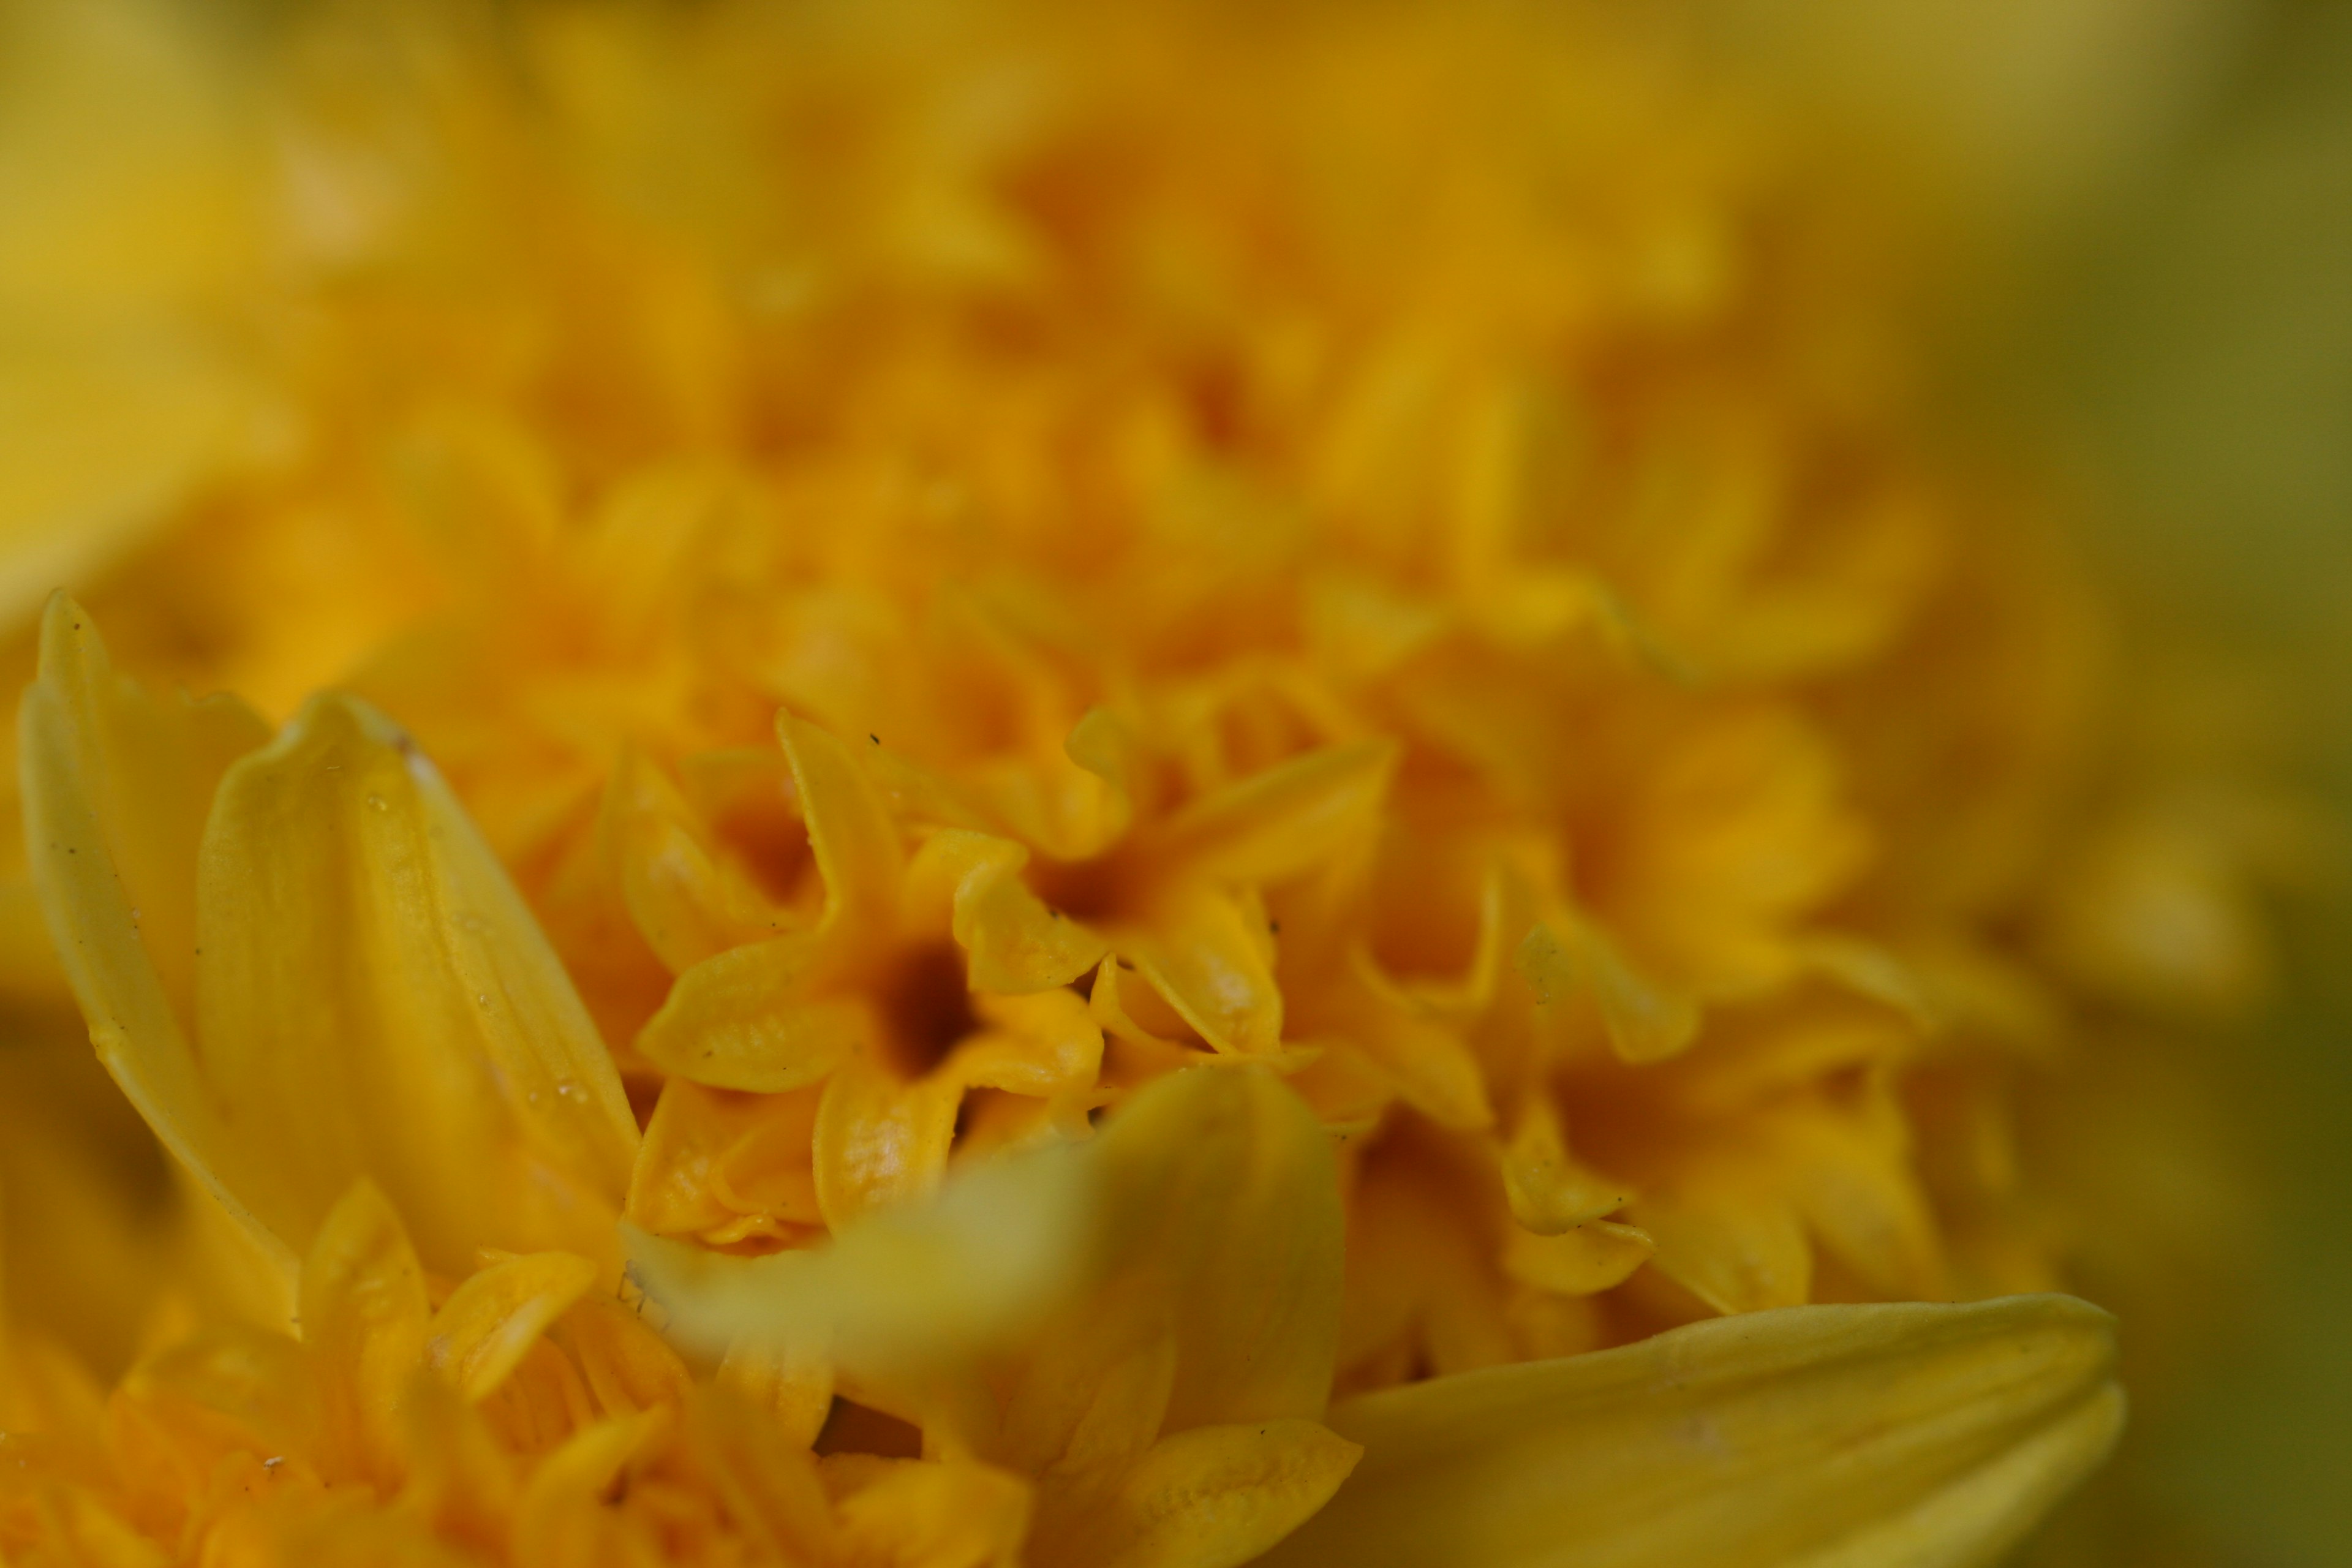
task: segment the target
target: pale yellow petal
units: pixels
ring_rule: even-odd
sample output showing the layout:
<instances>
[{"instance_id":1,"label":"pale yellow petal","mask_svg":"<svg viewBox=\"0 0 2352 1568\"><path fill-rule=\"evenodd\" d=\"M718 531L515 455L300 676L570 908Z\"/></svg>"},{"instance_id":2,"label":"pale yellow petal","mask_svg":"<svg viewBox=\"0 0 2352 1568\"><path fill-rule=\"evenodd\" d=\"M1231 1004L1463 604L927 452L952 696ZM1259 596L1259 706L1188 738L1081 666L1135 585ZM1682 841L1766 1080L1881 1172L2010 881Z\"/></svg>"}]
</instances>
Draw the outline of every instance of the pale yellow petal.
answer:
<instances>
[{"instance_id":1,"label":"pale yellow petal","mask_svg":"<svg viewBox=\"0 0 2352 1568\"><path fill-rule=\"evenodd\" d=\"M1800 1307L1368 1395L1279 1568L1983 1568L2105 1454L2114 1321L2058 1296Z\"/></svg>"},{"instance_id":2,"label":"pale yellow petal","mask_svg":"<svg viewBox=\"0 0 2352 1568\"><path fill-rule=\"evenodd\" d=\"M486 1399L595 1282L596 1266L572 1253L501 1258L458 1286L433 1315L426 1359L459 1394Z\"/></svg>"},{"instance_id":3,"label":"pale yellow petal","mask_svg":"<svg viewBox=\"0 0 2352 1568\"><path fill-rule=\"evenodd\" d=\"M814 1083L872 1029L863 1004L818 989L824 961L806 934L704 959L638 1031L637 1054L714 1089L782 1094Z\"/></svg>"},{"instance_id":4,"label":"pale yellow petal","mask_svg":"<svg viewBox=\"0 0 2352 1568\"><path fill-rule=\"evenodd\" d=\"M637 1130L546 938L440 775L315 700L221 780L198 877L205 1087L307 1243L362 1173L429 1263L600 1256Z\"/></svg>"}]
</instances>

# # # # # # #

* **Your assignment**: Repeat all entries exactly, pictures excluded.

* **Task solution**:
task: segment the target
target: pale yellow petal
units: pixels
ring_rule: even-odd
sample output showing the layout:
<instances>
[{"instance_id":1,"label":"pale yellow petal","mask_svg":"<svg viewBox=\"0 0 2352 1568\"><path fill-rule=\"evenodd\" d=\"M718 531L515 455L300 676L570 908Z\"/></svg>"},{"instance_id":2,"label":"pale yellow petal","mask_svg":"<svg viewBox=\"0 0 2352 1568\"><path fill-rule=\"evenodd\" d=\"M1231 1004L1463 604L927 452L952 696ZM1259 596L1259 706L1188 738L1081 666L1135 585ZM1682 841L1766 1080L1881 1172L2010 881Z\"/></svg>"}]
</instances>
Draw the outline of every instance of the pale yellow petal.
answer:
<instances>
[{"instance_id":1,"label":"pale yellow petal","mask_svg":"<svg viewBox=\"0 0 2352 1568\"><path fill-rule=\"evenodd\" d=\"M1800 1307L1368 1395L1279 1568L1983 1568L2105 1454L2114 1321L2058 1296Z\"/></svg>"},{"instance_id":2,"label":"pale yellow petal","mask_svg":"<svg viewBox=\"0 0 2352 1568\"><path fill-rule=\"evenodd\" d=\"M486 1399L595 1282L596 1266L572 1253L501 1258L458 1286L433 1315L426 1359L459 1394Z\"/></svg>"},{"instance_id":3,"label":"pale yellow petal","mask_svg":"<svg viewBox=\"0 0 2352 1568\"><path fill-rule=\"evenodd\" d=\"M814 1083L872 1029L863 1004L818 989L824 961L806 934L704 959L638 1031L637 1054L714 1089L782 1094Z\"/></svg>"},{"instance_id":4,"label":"pale yellow petal","mask_svg":"<svg viewBox=\"0 0 2352 1568\"><path fill-rule=\"evenodd\" d=\"M637 1130L546 938L440 775L315 700L221 780L198 877L205 1087L307 1243L362 1173L429 1263L600 1256Z\"/></svg>"}]
</instances>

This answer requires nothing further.